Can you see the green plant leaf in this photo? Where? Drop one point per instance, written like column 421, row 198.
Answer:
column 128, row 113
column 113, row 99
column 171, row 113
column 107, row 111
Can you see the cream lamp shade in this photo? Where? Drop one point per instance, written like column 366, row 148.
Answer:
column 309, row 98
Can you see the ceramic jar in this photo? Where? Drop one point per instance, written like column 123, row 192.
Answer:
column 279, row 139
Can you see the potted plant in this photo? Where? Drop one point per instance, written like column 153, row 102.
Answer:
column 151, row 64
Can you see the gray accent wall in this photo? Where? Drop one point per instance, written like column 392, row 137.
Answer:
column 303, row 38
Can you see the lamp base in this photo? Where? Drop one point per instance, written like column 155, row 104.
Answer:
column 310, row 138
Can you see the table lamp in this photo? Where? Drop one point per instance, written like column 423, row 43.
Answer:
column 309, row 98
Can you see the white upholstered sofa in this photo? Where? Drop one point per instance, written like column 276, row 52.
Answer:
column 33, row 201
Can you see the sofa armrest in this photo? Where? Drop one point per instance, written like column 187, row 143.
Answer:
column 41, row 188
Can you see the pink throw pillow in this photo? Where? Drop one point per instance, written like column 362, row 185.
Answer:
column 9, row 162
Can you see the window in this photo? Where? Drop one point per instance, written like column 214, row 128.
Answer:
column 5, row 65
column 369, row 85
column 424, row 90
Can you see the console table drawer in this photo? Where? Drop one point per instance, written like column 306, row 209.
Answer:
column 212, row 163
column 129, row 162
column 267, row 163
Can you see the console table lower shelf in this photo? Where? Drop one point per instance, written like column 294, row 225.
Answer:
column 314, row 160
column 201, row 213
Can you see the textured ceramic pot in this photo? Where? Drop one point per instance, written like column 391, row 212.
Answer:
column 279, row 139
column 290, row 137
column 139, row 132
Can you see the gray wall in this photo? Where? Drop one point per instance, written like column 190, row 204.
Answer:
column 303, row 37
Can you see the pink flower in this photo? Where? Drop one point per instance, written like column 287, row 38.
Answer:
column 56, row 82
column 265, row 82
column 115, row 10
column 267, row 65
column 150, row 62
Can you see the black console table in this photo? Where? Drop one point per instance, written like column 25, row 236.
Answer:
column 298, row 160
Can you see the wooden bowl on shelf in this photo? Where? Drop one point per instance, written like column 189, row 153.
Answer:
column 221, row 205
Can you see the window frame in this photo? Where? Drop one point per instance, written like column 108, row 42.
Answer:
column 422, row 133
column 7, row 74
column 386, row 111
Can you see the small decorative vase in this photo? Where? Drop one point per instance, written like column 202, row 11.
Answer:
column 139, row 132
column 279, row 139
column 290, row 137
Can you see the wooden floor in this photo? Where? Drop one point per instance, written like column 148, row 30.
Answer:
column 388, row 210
-------------------------
#### [TASK OBJECTIVE]
Gather each line from the listing above that holds "window".

#### [FINISHED EXERCISE]
Can you see the window in this photo? Where? Drop one point per instance, written like column 214, row 128.
Can you see the window frame in this photo? Where? Drop one point per instance, written like column 108, row 42.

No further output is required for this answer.